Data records
.....

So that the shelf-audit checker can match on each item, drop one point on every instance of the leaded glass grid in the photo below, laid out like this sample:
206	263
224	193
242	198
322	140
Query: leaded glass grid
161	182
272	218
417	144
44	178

.....

## Task statement:
Copy every entry exactly; no part may be left out.

## Response:
So that the shelf-audit checker can match on each item, drop one point on every instance of the leaded glass grid in the photo below, laid out like this sample:
206	263
224	193
242	198
322	140
Query: leaded glass grid
161	182
272	218
417	144
44	178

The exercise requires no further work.